[Dados de anotação de imagens]
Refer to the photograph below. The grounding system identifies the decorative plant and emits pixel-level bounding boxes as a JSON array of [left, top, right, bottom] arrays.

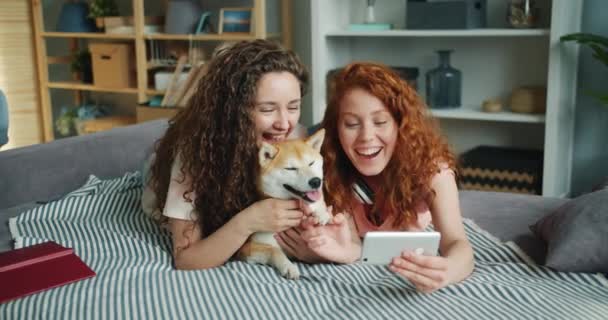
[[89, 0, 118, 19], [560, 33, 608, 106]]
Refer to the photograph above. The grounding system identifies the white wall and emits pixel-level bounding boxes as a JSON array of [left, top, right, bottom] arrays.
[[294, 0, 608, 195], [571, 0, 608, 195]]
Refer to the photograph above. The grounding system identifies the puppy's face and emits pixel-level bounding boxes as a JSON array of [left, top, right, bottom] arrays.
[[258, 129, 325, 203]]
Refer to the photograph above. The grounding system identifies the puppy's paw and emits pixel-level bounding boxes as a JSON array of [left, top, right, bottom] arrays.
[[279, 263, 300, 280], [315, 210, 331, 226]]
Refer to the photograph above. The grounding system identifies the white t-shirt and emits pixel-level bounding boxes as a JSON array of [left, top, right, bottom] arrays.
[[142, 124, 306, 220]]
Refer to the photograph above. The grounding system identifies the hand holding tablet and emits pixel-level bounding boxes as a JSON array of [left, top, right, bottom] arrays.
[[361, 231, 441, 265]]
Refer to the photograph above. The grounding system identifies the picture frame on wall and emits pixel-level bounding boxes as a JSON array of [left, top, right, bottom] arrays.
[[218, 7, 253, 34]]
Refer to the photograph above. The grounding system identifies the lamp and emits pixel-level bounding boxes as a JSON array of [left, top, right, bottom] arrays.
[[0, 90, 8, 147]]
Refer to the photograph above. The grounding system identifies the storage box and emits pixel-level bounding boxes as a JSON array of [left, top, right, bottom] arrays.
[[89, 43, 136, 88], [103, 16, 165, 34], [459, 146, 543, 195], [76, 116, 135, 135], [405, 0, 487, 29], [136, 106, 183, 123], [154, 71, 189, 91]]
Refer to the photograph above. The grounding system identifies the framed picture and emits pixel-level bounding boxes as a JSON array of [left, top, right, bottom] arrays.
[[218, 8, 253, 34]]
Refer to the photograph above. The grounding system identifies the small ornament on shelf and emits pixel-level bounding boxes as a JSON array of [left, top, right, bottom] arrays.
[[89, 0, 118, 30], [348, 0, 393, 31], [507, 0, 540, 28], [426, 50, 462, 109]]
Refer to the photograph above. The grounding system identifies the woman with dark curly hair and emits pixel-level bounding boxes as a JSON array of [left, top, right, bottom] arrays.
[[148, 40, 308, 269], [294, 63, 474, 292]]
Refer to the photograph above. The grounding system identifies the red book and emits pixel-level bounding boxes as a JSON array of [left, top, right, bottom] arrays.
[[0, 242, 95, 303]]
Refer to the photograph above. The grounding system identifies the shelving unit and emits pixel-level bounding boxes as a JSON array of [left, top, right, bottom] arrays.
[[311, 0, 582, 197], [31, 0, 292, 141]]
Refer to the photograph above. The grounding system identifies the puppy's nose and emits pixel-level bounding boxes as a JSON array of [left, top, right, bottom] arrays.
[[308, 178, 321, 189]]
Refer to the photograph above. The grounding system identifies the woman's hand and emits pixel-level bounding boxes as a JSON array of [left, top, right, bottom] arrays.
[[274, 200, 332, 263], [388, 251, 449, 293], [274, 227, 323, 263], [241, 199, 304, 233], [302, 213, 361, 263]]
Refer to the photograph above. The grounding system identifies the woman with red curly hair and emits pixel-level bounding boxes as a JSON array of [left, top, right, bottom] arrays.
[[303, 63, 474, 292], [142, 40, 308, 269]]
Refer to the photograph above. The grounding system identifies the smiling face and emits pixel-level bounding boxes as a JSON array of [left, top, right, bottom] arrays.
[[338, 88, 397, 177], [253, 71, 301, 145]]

DESCRIÇÃO DA TAREFA: Reproduza, nos registros acima, tudo desde a linha que contém "identifies the lamp" até a linha que contém "[[311, 0, 582, 197], [31, 0, 292, 141]]", ambas incluídas, mantendo os enunciados inalterados. Multiplique por 2,4 cada coordenada das caixas delimitadoras das respostas e arredonde o resultado para o inteiro mais próximo, com as metades arredondadas para cima.

RESULTADO DA TAREFA:
Refer to the photograph above. The grounding system identifies the lamp and emits pixel-level bounding boxes as a JSON array of [left, top, right, bottom] arrays.
[[0, 216, 19, 353]]
Refer to the photograph above. The grounding system identifies the storage box and emits pixel-level bounding boxes as a JSON array of [left, top, right, bottom] arrays.
[[214, 103, 326, 211], [247, 38, 396, 82], [1102, 350, 1303, 468], [182, 278, 324, 324], [972, 0, 1169, 70], [326, 254, 439, 295], [370, 170, 454, 218]]
Refer to the photograph above. The grounding system identifies the framed picture and emits pixel-level bounding boxes as a JSON array of [left, top, right, bottom] arrays.
[[523, 19, 607, 82]]
Refer to the photograph above. The grounding system identifies the small ornament on shelf and emits pixel-level bounding boxes as a JSON array of [left, top, right, bottom] arrays.
[[214, 0, 283, 72], [835, 0, 943, 74], [1217, 0, 1296, 67], [1022, 120, 1109, 262]]
Refer to the photograph above. The grounding system identifies the woman with dark curly hair and emits pixel-level bounding boxes as a JSON array of [left, top, right, bottom] arrays.
[[355, 96, 739, 646], [706, 151, 1138, 701]]
Refer to the photograph above. The grounding system identifies the red book and emits pixel-level bounding boxes as a JSON array of [left, top, right, bottom] arrays.
[[0, 581, 228, 727]]
Refer to the photograph above. The grounding system identifies the shelving unit and emits pixel-level bounding boxes as a JSON array of [left, top, right, bottom] arrays.
[[746, 0, 1397, 473], [74, 0, 701, 338]]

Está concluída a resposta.